» Exercise aim: Across all the records, filter for lines with the word "door" and copy them.

» Dataset entries:

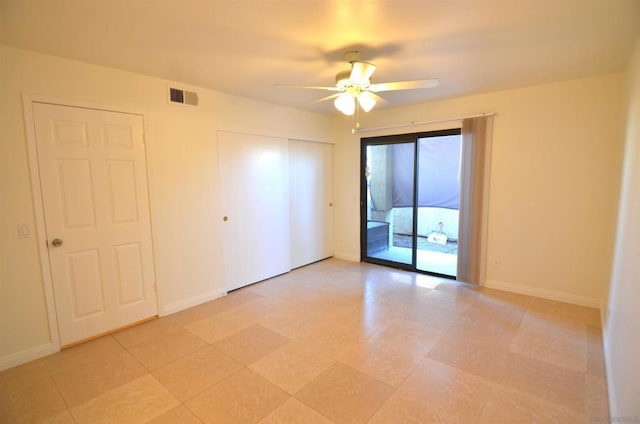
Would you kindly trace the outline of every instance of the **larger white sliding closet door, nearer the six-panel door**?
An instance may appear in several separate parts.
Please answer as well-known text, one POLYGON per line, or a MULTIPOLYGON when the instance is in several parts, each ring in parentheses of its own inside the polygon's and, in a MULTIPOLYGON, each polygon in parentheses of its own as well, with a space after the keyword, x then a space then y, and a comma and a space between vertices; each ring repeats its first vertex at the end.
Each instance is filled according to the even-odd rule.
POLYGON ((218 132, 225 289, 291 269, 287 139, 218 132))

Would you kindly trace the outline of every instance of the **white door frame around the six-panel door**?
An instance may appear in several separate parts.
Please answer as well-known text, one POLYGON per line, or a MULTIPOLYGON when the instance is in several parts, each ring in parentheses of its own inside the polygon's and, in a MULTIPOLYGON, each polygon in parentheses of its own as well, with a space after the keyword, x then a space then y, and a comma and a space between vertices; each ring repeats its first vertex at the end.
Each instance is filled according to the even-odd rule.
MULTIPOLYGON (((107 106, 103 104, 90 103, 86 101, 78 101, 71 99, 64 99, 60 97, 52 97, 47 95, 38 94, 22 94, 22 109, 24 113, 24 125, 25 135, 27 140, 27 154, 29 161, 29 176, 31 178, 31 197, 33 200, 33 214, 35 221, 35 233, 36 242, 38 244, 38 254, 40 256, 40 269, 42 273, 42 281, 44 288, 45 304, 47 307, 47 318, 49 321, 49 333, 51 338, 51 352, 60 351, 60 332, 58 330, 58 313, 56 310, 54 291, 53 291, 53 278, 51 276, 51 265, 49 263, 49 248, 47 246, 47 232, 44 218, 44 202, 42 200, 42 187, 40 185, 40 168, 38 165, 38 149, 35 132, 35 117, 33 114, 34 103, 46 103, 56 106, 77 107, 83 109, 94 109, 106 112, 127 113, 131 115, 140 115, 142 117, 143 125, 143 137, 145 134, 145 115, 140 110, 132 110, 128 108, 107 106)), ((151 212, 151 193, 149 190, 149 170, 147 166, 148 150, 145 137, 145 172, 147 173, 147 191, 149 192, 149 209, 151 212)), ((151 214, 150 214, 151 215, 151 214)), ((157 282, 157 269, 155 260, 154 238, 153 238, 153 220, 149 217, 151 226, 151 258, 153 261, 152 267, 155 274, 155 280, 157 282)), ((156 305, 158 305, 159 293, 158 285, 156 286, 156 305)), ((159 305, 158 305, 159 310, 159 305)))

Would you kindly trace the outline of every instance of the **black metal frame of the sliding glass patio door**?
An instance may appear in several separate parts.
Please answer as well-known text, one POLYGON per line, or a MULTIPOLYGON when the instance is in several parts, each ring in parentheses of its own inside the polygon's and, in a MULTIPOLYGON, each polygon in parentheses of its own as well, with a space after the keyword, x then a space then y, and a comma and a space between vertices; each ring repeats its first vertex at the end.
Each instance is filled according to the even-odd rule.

» Answer section:
Would you kindly trace the outline of every instance of the **larger white sliding closet door, nearer the six-panel door**?
Would you kindly trace the outline of every instance of the **white door frame around the six-panel door**?
Would you kindly trace the outline of every instance of the **black metal frame of the sliding glass patio door**?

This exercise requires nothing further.